ACTIVITY:
Line by line, transcribe the data below exactly and pass over the images.

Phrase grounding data
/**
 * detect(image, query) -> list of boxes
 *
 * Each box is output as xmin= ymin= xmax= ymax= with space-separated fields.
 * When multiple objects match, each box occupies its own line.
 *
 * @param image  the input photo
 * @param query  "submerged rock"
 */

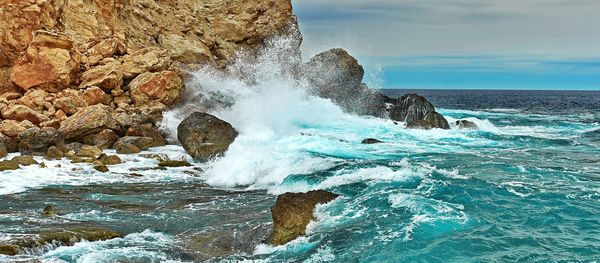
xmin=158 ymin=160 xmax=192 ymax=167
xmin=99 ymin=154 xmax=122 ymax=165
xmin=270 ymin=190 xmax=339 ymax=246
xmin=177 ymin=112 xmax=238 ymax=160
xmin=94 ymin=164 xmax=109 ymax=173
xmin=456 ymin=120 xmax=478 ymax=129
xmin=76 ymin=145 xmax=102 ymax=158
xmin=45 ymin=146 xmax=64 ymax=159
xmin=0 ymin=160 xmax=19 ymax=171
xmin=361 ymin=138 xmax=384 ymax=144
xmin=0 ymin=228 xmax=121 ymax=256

SOLUTION:
/**
 * detect(image, query) -> list of boxes
 *
 * Each box is output as xmin= ymin= xmax= ymax= with space-separated fields.
 * When multiple objects match, each box occupies its own line.
 *
 * @param image  the input photo
 * @param query  "submerged rock"
 */

xmin=158 ymin=160 xmax=192 ymax=167
xmin=99 ymin=154 xmax=122 ymax=165
xmin=270 ymin=190 xmax=339 ymax=246
xmin=177 ymin=112 xmax=238 ymax=160
xmin=94 ymin=164 xmax=109 ymax=173
xmin=456 ymin=120 xmax=478 ymax=129
xmin=76 ymin=145 xmax=102 ymax=158
xmin=45 ymin=146 xmax=64 ymax=159
xmin=0 ymin=160 xmax=19 ymax=171
xmin=361 ymin=138 xmax=384 ymax=144
xmin=0 ymin=228 xmax=121 ymax=256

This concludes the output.